TASK DETAILS: Reproduce this listing in full.
++++ SUPPLIED DATA
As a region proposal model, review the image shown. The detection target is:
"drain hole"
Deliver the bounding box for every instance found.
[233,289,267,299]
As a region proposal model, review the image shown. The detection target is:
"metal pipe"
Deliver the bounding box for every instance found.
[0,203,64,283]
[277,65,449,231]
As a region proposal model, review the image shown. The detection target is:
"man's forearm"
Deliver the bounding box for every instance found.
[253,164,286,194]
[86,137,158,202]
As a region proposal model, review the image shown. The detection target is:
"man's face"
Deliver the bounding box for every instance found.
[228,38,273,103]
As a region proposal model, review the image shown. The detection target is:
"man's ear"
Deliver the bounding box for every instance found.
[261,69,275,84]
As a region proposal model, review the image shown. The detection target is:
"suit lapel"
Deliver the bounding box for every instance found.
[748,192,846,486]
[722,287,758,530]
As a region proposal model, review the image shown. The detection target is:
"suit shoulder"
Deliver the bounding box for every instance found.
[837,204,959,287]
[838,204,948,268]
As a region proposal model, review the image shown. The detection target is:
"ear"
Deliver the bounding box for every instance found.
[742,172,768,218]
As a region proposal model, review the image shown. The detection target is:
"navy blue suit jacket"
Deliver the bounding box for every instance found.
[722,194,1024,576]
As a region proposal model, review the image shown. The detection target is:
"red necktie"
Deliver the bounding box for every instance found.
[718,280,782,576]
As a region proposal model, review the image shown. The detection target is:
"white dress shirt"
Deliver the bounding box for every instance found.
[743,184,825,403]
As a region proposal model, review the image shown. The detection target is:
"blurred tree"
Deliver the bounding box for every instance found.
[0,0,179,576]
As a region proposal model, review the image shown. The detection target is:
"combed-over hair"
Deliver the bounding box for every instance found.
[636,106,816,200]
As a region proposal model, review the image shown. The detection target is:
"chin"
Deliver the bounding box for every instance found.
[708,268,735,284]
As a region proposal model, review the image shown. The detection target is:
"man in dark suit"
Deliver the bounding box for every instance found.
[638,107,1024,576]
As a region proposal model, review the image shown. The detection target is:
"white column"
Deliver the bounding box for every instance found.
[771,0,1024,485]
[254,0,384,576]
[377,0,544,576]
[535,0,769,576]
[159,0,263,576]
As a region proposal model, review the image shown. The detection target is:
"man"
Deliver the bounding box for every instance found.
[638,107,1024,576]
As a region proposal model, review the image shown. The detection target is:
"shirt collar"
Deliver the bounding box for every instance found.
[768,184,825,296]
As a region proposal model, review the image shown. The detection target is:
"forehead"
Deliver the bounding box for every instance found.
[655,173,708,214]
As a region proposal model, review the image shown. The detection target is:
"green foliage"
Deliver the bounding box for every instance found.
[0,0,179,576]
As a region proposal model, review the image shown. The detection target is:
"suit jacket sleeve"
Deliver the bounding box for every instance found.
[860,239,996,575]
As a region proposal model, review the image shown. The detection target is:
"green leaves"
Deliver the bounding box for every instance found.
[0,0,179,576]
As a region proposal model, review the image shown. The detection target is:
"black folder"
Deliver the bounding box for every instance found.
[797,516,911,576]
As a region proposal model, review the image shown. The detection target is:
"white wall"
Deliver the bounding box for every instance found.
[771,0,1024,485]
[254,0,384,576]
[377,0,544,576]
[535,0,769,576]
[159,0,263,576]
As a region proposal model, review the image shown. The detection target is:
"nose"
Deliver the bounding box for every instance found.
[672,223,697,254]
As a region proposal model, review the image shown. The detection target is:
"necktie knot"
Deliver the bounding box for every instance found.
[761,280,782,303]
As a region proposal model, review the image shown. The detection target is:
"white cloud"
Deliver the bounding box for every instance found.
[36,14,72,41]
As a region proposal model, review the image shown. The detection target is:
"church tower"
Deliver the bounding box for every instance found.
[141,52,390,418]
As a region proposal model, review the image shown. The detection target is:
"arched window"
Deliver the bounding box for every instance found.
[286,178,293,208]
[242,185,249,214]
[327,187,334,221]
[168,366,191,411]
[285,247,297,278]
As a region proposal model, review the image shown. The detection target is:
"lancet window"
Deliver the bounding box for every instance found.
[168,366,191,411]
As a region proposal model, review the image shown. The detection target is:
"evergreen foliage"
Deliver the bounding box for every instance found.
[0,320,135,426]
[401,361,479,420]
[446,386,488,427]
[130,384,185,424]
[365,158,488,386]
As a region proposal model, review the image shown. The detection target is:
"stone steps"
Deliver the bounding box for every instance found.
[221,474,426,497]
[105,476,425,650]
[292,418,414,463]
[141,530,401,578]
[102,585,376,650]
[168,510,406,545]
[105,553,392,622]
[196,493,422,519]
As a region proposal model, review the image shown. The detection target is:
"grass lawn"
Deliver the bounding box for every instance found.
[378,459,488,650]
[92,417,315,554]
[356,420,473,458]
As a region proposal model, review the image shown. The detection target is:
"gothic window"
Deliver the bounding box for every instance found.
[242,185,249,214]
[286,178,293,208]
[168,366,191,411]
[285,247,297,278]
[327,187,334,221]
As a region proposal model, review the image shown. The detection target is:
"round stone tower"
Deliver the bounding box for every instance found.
++++++++
SOLUTION FOR THIS PROBLEM:
As a region proposal model, review the image shown. The detection target is:
"drain hole"
Deliver the bounding box for every instance found.
[233,289,267,299]
As a region proposal model, review the image shown. The detection target is:
"metal pipe"
Deliver the bounding box for every instance found.
[0,203,64,283]
[277,65,449,231]
As a region proposal model, review the image shown. The detection target is:
"man's forearm"
Deliver the bounding box for every instance found.
[253,164,286,194]
[86,137,158,202]
As a region proposal model, review the image shown. The detection target is:
"man's face"
Deliver the bounding box for every instance found.
[228,38,273,103]
As a region proposal model, review the image shown. The detection target is:
"man's ear"
Deliver the bounding box for every instance found.
[261,69,275,84]
As a region proposal model, review the image shown. The detection target is:
"suit lapel"
Deliver the bounding box for every instance found.
[748,192,846,486]
[722,287,758,530]
As a region proposal model, review the image shown. The detection target is:
"suit shoulder"
Deliver the bounding box for every instance found.
[837,204,959,287]
[838,204,948,268]
As a region proposal model, review the image shown. The detection target is:
"ear"
Deliver the bounding box for every instance found.
[742,172,768,218]
As a region proposal model, review the image shown. The detection target is:
"navy blue suit jacket"
Deliver the bounding box for every instance found.
[722,194,1024,576]
As a region proposal model, review the image shown. The detection target is:
"red necktie"
Deliver the bounding box for every instance found.
[718,280,782,576]
As a region proposal model, review the image shown. The detection target is:
"white dress shirt"
Deliver the bounding box for every instance found.
[743,184,825,403]
As a region proposal model, review the image shown. The detection target is:
"blurred tree"
Deliver the bounding box for every instance found.
[0,0,179,576]
As a region proposal model, review the image shown. The detection target is:
"combed-over hair"
Deliver the bounding box for every instance found.
[636,106,816,200]
As a region proposal model, review the image shown. The detection target is:
"chin"
Deliver the bounding box for every instance found.
[708,268,735,284]
As a region proposal model, review the image shown. The detection target is:
"man in dark suit"
Deliver the bounding box for every instance found.
[638,107,1024,576]
As a region proposal model, review the image shown. The detection target is:
"white column"
Deliver the bounding box for every instance found.
[771,0,1024,485]
[254,0,384,576]
[377,0,544,576]
[535,0,769,576]
[159,0,263,576]
As a region proposal model, review the image shown. The detection target is:
"man"
Deliver the bounding box for every instance found.
[638,107,1024,576]
As a region proposal model, review the image shown. The detection target is:
"shirt collar"
Deliver the bounding box for every instance found.
[768,184,825,296]
As a region proposal model, review the image shown. The detection target is:
"forehead"
Deliver the bounding box for every instance found.
[655,173,708,214]
As a region proposal model, review the image shown. The detection target is:
"green foliage"
Deliver the bounding box for every instance found.
[0,0,179,576]
As a region proposal model, review the image shown. The detection target is:
"suit jacket sleeve"
Deliver the bounding box for every instance found.
[860,239,996,575]
As a region proposal model, review the image shown. The detection target is:
"green leaves"
Deliver the bounding box for every instance found.
[0,0,179,576]
As a region proposal model, review the image shown. The detection target is:
"black folder"
Deliver the bounding box for every instance found.
[797,516,911,576]
As a region proposal model, review the image shown. The detection target is:
"white wall"
Deliver the bounding box for every instance found.
[771,0,1024,485]
[254,0,384,576]
[377,0,544,576]
[535,0,769,576]
[159,0,263,576]
As a region proposal model, review the image shown. The detection target is:
"nose"
Deliver the bounding box for every instance found.
[672,223,697,254]
As a region proposal model, review the image shown. The detection target is:
"necktie knot"
Deliver the bounding box for every instance found.
[761,280,782,303]
As a region proposal model, review the image shown. The detection target is:
"white cloud"
Deliver the bounding box for every instance found.
[36,14,72,41]
As a region proposal model, review the image shown. The detection target is:
"church tower"
Deliver the bounding box for every instance found.
[141,52,390,418]
As a region proposal model, review the image shown. The detection target is:
"arched window"
Deliver the bounding box for every instance found.
[286,178,293,208]
[242,185,249,214]
[327,187,334,221]
[168,366,191,411]
[285,247,297,278]
As a region proposal model, review the image shown. The detection target is:
"lancet window"
Deliver the bounding box for every instance found.
[168,366,191,411]
As a region proposal model, review the image shown. The detection target is:
"evergreen foliage"
Deliver the bounding box for every instance found.
[0,320,135,426]
[401,361,479,420]
[446,386,488,427]
[130,384,185,424]
[365,158,488,386]
As a region proposal model, review the image shown. The detection target is:
"stone steps"
Deliver the bounding box for every instance found.
[221,474,426,497]
[105,476,425,650]
[292,418,414,463]
[141,530,401,578]
[102,585,376,650]
[168,510,406,545]
[105,553,392,622]
[196,493,422,519]
As a region proposal model, review the image shown. The detection target is:
"grass lawn"
Deliver the bounding box for every instance found.
[378,459,488,650]
[92,417,315,554]
[356,420,473,458]
As a region proposal model, review the image shown. The detection target is:
"gothic window"
Deliver the bounding box for every instance found.
[242,185,249,214]
[286,178,293,208]
[168,366,191,411]
[285,247,297,278]
[327,187,334,221]
As a region proposal model, review the image shown. The detection target is:
"round stone tower"
Deliver the bounding box for every instance found.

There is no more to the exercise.